• DATASET:
↓
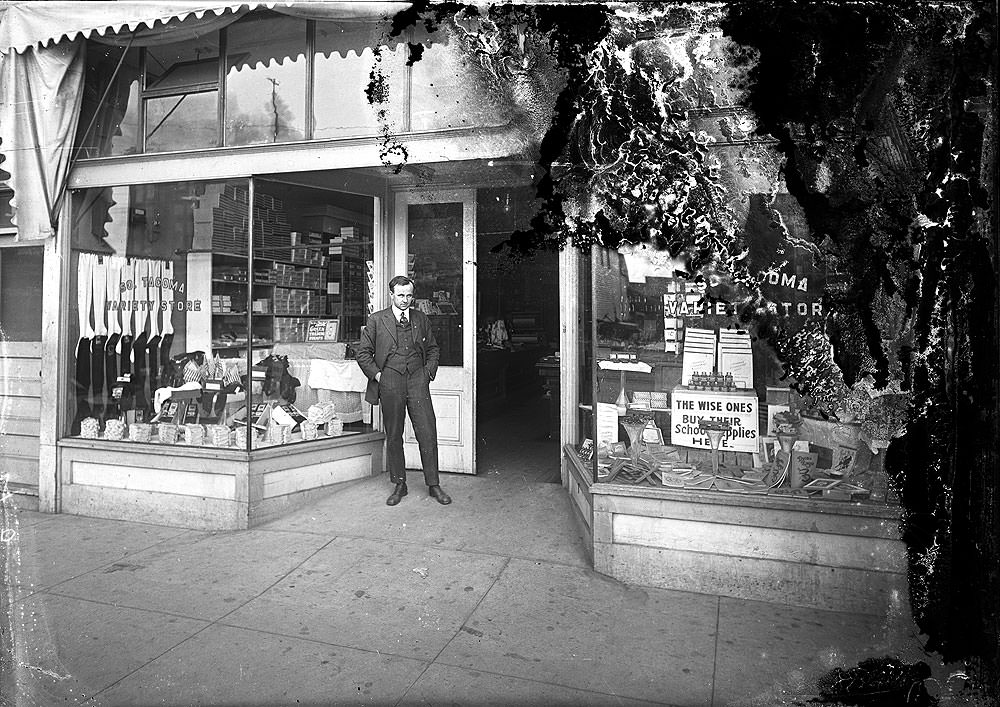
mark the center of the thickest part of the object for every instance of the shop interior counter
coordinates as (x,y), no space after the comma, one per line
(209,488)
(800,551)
↑
↓
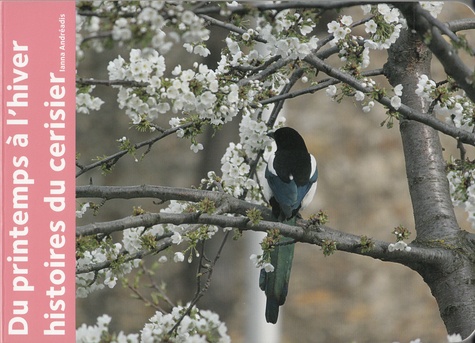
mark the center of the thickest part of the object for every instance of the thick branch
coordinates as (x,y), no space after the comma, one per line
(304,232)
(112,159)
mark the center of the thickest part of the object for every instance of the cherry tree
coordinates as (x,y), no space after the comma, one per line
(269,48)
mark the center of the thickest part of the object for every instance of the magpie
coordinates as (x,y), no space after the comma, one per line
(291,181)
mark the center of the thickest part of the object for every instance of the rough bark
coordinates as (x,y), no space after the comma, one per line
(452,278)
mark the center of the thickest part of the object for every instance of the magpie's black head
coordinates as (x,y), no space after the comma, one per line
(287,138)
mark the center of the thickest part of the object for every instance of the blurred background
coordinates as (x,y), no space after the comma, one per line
↑
• GOAL OF THE EXERCISE:
Should a line in the material contain "magpie", copy it.

• ANSWER AREA:
mark the center of the thickest part of the object for every instance of the magpie
mark the center of the thickest part of the object for every instance of the magpie's black head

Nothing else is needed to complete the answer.